## [Exercise]
When the word "like" shows up in a line of the records below, copy that line.
Extracted information Block Start
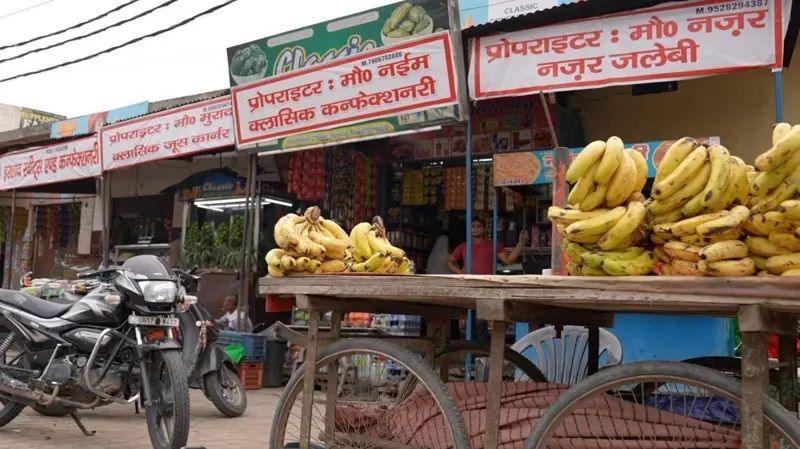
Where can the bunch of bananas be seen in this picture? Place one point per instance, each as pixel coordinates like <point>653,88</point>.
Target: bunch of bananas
<point>373,253</point>
<point>705,245</point>
<point>605,174</point>
<point>309,244</point>
<point>693,179</point>
<point>774,227</point>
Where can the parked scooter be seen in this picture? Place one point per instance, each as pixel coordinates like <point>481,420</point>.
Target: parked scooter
<point>113,345</point>
<point>209,367</point>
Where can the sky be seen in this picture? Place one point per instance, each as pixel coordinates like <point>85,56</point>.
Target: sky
<point>185,61</point>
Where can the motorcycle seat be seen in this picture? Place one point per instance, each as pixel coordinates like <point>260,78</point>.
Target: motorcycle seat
<point>41,308</point>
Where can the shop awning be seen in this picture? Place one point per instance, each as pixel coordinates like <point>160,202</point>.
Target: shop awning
<point>595,8</point>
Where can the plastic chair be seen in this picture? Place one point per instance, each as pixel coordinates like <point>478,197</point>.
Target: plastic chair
<point>564,358</point>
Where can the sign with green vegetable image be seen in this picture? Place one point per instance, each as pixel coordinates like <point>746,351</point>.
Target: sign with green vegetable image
<point>325,42</point>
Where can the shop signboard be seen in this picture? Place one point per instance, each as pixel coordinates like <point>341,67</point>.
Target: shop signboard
<point>405,78</point>
<point>344,37</point>
<point>478,12</point>
<point>536,167</point>
<point>670,42</point>
<point>67,161</point>
<point>89,124</point>
<point>173,133</point>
Extracted information Block End
## [Final answer]
Where can the bunch of bananas be seen in this picture? Place one point per instance, each as pixel coordinates like <point>653,88</point>.
Where can the parked scooter be seen in this picture? Place one point per instance, each as pixel coordinates like <point>481,420</point>.
Where can the sky be seen in this picture? Place one point per instance, each as pixel coordinates like <point>85,56</point>.
Where can the motorcycle seat be seen in this picture? Place one point per instance, each as pixel coordinates like <point>260,78</point>.
Where can the shop awning be seen in this picture? Place one point per instance, each as pixel coordinates like <point>160,202</point>.
Where can the plastic chair be seen in this picture? Place one point per instance, each as pixel coordinates like <point>478,197</point>.
Where can the sign with green vegetable image be seen in this picture? Place one point per instance, each as pixel coordinates like <point>746,351</point>.
Where can the shop signboard be seen in this picture? Place one point per instance, each as pixel coordinates like <point>341,67</point>.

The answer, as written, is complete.